The comprehensive immigration bill is still alive as the Senate voted to resume debate on the matter:
The vote suggested that key senators and White House officials had succeeded — at least for now — in bargaining with skeptical lawmakers for a second chance to pass the bill. Several senators who have been promised votes on their amendments, including Sens. Kit Bond, R-Mo., Barbara Boxer, D-Calif., Norm Coleman, R-Minn., Pete Domenici, R-N.M., John Ensign, R-Nev., and Jim Webb, D-Va., switched their votes to support moving ahead with the measure.
Still, after a chaotic several weeks in which the legislation survived several near-death experiences, it remained buffeted by intraparty squabbles.
Even if the bill makes it through the Senate, its prospects are uncertain in the House:
Other Republicans meanwhile warned that they would use every weapon in their arsenal to stop the Senate bill making it out of the House of Representatives.
”It is dead on arrival in the House, a comprehensive bill will not pass the House, there is significant Democratic opposition, and overwhelming Republican opposition.” Mark Souder, an Indiana representative, told reporters.
Top Democrats in the House of Representatives have told Bush he must cajole up to 70 Republicans to back the deal in the House, as it is likely to be spurned by Democratic lawmakers from conservative districts.
But senior Republicans said Tuesday that a test-vote among the party conference indicated overwhelming opposition to the Senate bill.
We raised the question yesterday as to whether the current bill, of which AgJOBS is now a teeny part, would actually increase the labor supply available to the produce industry:
Although AgJOBS itself is a big plus for the produce industry, one wonders if in the end the bill will actually help the trade’s labor situation. After all, the profile of the typical legal immigrant will change with the shift to an education and achievement point system counting for more than family unification, and immigrants that fit the new criteria may have less interest in produce jobs than current legal immigrants.
The bill’s border security efforts to reduce illegal immigration may work and thus reduce the supply of illegal immigrants.
plus the legalization of the estimated 12 million illegals will allow many illegals presently employed in the industry to shift to other, more stable, more lucrative or less physically taxing professions. AgJOBS will offset some of this but one wonders if net-net-net the bill will actually produce more or less labor for the produce industry?
Obviously the immigration issue is very complex and goes far beyond the question of produce harvesting. That is why, here at the Pundit, we hear a full range of opinions on this issue from across all sectors of the industry.
Yet even the harvesting issue raises troubling questions. We mentioned yesterday a letter we ran from an important industry figure pushing investment in mechanical harvesting and arguing that the costs of immigrant labor was underestimated as many of the costs had been absorbed by the general public.

[Photo object pointing items]
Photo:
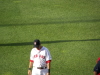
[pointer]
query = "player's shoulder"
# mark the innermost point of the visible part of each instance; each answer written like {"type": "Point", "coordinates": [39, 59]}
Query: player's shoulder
{"type": "Point", "coordinates": [33, 49]}
{"type": "Point", "coordinates": [44, 48]}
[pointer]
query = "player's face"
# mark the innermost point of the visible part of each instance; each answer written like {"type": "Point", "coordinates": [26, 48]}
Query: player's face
{"type": "Point", "coordinates": [39, 47]}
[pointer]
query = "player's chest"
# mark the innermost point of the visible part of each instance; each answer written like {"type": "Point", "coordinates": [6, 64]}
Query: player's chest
{"type": "Point", "coordinates": [39, 54]}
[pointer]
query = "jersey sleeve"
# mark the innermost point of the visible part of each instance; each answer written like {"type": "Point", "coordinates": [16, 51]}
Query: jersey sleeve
{"type": "Point", "coordinates": [31, 57]}
{"type": "Point", "coordinates": [97, 67]}
{"type": "Point", "coordinates": [48, 56]}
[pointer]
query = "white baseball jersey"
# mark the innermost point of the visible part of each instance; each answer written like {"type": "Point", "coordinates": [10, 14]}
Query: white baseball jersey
{"type": "Point", "coordinates": [40, 57]}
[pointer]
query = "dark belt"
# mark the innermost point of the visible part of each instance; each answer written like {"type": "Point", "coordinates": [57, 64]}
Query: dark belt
{"type": "Point", "coordinates": [41, 67]}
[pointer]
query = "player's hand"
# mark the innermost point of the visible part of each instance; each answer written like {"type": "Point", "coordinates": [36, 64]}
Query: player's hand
{"type": "Point", "coordinates": [29, 72]}
{"type": "Point", "coordinates": [48, 74]}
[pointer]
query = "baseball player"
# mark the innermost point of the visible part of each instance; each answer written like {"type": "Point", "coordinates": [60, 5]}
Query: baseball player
{"type": "Point", "coordinates": [40, 60]}
{"type": "Point", "coordinates": [97, 67]}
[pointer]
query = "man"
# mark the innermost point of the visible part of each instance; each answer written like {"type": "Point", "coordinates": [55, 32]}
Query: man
{"type": "Point", "coordinates": [97, 67]}
{"type": "Point", "coordinates": [40, 60]}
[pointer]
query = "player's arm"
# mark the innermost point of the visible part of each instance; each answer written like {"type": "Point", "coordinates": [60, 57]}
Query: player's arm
{"type": "Point", "coordinates": [48, 66]}
{"type": "Point", "coordinates": [30, 68]}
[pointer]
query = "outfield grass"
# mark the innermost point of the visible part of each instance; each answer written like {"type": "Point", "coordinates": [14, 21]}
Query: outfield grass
{"type": "Point", "coordinates": [69, 29]}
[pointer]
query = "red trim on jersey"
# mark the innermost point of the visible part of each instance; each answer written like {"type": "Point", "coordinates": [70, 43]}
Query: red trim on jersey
{"type": "Point", "coordinates": [48, 61]}
{"type": "Point", "coordinates": [31, 61]}
{"type": "Point", "coordinates": [98, 74]}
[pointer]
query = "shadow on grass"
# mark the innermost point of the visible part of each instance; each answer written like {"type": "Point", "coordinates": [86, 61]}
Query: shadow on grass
{"type": "Point", "coordinates": [46, 42]}
{"type": "Point", "coordinates": [51, 22]}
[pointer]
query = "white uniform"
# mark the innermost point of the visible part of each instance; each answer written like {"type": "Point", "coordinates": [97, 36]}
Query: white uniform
{"type": "Point", "coordinates": [39, 59]}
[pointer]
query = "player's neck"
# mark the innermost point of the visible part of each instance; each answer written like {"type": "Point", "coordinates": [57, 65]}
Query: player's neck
{"type": "Point", "coordinates": [39, 48]}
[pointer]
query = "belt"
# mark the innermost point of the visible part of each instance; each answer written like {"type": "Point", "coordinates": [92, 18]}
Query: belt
{"type": "Point", "coordinates": [41, 67]}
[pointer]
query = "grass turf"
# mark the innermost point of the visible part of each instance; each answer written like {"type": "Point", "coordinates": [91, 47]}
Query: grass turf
{"type": "Point", "coordinates": [70, 29]}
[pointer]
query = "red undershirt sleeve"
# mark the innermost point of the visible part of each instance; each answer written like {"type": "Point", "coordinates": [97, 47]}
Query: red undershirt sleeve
{"type": "Point", "coordinates": [48, 61]}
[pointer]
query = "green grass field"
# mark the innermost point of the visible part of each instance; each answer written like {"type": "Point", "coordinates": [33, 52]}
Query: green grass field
{"type": "Point", "coordinates": [70, 29]}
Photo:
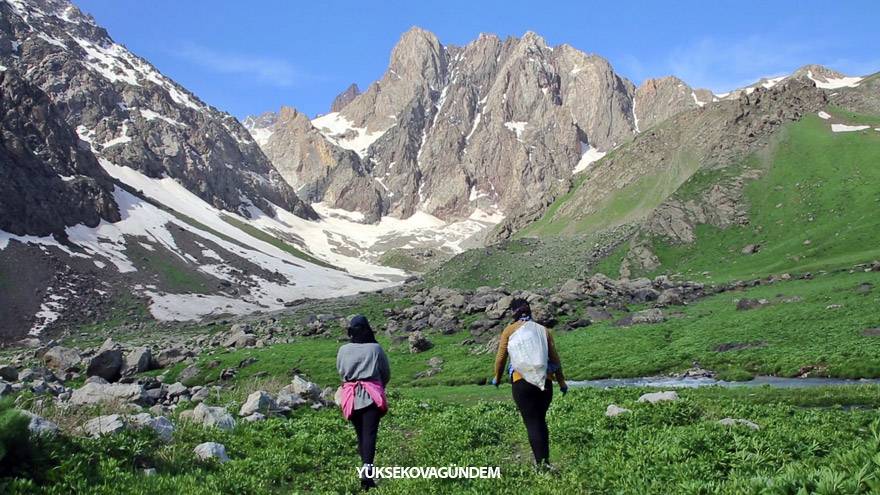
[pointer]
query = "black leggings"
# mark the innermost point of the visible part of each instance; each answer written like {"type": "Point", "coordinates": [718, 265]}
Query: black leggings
{"type": "Point", "coordinates": [533, 404]}
{"type": "Point", "coordinates": [366, 425]}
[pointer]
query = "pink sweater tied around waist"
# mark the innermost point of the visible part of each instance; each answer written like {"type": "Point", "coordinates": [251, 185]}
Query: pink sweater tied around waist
{"type": "Point", "coordinates": [374, 389]}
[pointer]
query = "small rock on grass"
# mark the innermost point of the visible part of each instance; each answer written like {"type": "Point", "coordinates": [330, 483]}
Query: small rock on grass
{"type": "Point", "coordinates": [739, 422]}
{"type": "Point", "coordinates": [614, 410]}
{"type": "Point", "coordinates": [211, 450]}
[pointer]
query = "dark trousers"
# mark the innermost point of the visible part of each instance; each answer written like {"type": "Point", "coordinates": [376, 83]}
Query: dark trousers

**REQUIRED TASKS**:
**1)** Write out the stretch of the immigration bill post from "plus the legalization" through "the produce industry?".
**2)** Rewrite the paragraph of the immigration bill post that begins "Although AgJOBS itself is a big plus" as a short bulleted list of its main points.
**3)** Name every senator the immigration bill post says switched their vote to support moving ahead with the measure.
Work only from the immigration bill post, without looking at the items.

**EXPECTED RESPONSES**:
**1)**
plus the legalization of the estimated 12 million illegals will allow many illegals presently employed in the industry to shift to other, more stable, more lucrative or less physically taxing professions. AgJOBS will offset some of this but one wonders if net-net-net the bill will actually produce more or less labor for the produce industry?

**2)**
- AgJOBS itself is a big plus for the produce industry.
- It's uncertain whether the bill as a whole will help the industry's labor situation.
- A point system that weights education and achievement above family unification will change the profile of the typical legal immigrant.
- Immigrants who fit the new criteria may be less interested in produce jobs than current legal immigrants.

**3)**
- Kit Bond, R-Mo.
- Barbara Boxer, D-Calif.
- Norm Coleman, R-Minn.
- Pete Domenici, R-N.M.
- John Ensign, R-Nev.
- Jim Webb, D-Va.